— WRITTEN TASKS —
1: According to the docstring in the spark expectations notification documentation, what does the notify_on_start_completion_failure function return?
2: Write what follows the final line of the spark expectations notification documentation.

— READING PASSAGE —
◆ ◆ ◆ ◆
This function sends notification on start of spark expectations project

Source code in spark_expectations/notifications/push/spark_expectations_notify.py
def notify_on_start(self) -> None:
    """
    This function sends notification on start of spark expectations project
    Returns: None

    """

    _notification_message = (
        "Spark expectations job has started \n\n"
        f"table_name: {self._context.get_table_name}\n"
        f"run_id: {self._context.get_run_id}\n"
        f"run_date: {self._context.get_run_date}"
    )

    _notification_hook.send_notification(
        _context=self._context,
        _config_args={
            "message": _notification_message,
        },
    )

notify_on_start_completion_failure(_on_start: Any, _on_completion: Any, _on_failure: Any) -> Any

This function orchestrate notification

Parameters:

Name Type Description Default
_on_start Any

function to send notification on start of spark expectations

required
_on_completion Any

function to send notification on completion of spark expectations

required
_on_failure Any

function to send notification on failure

required
Source code in spark_expectations/notifications/push/spark_expectations_notify.py
def notify_on_start_completion_failure(
    self, _on_start: Any, _on_completion: Any, _on_failure: Any
) -> Any:
    """
    This function orchestrate notification
    Args:
        _on_start: function to send notification on start of spark expectations
        _on_completion: function to send notification on completion of spark expectations
        _on_failure: function to send notification on failure

    Returns: decorated notification function

    """
◆ ◆ ◆ ◆
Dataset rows
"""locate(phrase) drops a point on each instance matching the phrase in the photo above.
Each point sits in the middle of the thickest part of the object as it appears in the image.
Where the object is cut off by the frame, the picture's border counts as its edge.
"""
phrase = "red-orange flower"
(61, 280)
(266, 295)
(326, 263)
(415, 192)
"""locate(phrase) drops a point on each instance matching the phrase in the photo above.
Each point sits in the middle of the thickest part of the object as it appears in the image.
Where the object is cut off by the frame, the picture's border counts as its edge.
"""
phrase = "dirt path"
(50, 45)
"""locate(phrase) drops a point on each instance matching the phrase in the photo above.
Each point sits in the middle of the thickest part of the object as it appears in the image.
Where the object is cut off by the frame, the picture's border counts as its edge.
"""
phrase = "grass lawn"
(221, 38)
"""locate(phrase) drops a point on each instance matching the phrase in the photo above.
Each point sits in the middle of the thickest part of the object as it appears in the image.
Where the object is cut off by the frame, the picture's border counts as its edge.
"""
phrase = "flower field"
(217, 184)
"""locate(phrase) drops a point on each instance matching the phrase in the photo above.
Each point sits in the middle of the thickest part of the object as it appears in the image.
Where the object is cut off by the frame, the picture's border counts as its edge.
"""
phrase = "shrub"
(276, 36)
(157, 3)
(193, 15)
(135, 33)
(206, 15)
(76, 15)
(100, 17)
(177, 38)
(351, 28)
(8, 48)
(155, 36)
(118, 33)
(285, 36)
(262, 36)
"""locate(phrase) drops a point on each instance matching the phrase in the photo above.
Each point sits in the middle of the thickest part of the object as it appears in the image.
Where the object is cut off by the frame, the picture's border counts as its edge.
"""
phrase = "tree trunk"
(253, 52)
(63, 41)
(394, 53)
◆ ◆ ◆ ◆
— ANSWERS TO THE EXERCISES —
1: A decorated notification function.

2:
    def decorator(func: Any) -> Any:
        def wrapper(*args: List, **kwargs: Dict) -> DataFrame:
            if self._context.get_notification_on_start is True:
                _on_start()
            try:
                # self._context.set_dq_start_time()
                result = func(*args, **kwargs)

                if self._context.get_notification_on_completion is True:
                    _on_completion()
                # self._context.set_dq_end_time()

            except Exception as e:
                # self._context.set_dq_run_status("Failed")
                if self._context.get_notification_on_fail is True:
                    _on_failure(e)
                # self._context.set_dq_end_time()
                raise SparkExpectationsMiscException(e)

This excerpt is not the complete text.